Source information: Begin

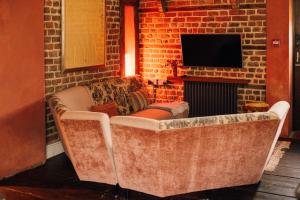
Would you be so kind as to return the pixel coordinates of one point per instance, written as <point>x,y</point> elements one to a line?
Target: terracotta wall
<point>22,126</point>
<point>56,80</point>
<point>279,58</point>
<point>160,41</point>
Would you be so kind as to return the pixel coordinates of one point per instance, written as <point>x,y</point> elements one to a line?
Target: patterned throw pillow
<point>138,100</point>
<point>101,92</point>
<point>109,108</point>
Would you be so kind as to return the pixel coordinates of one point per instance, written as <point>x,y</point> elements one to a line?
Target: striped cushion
<point>138,100</point>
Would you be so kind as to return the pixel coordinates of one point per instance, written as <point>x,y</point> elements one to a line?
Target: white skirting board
<point>54,149</point>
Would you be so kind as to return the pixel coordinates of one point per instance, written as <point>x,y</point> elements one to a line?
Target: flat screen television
<point>212,50</point>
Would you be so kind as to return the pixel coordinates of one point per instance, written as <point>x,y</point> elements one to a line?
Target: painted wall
<point>279,59</point>
<point>22,127</point>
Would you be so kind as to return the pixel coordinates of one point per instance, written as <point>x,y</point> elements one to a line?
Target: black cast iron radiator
<point>206,98</point>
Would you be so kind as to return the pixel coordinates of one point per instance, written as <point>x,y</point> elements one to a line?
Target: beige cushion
<point>153,114</point>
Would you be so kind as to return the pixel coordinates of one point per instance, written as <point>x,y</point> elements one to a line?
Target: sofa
<point>86,135</point>
<point>165,157</point>
<point>170,157</point>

Source information: End

*Exercise directions:*
Lines from the one that contains "Target: beige cushion" through the final line of the entries must be duplicated exactly, and no other lines.

*Finished exercise:*
Target: beige cushion
<point>153,114</point>
Would you be so kind as to return the pixel coordinates of one point per instance, written as <point>x,y</point> elements one to a line?
Target: sofa
<point>86,135</point>
<point>165,157</point>
<point>170,157</point>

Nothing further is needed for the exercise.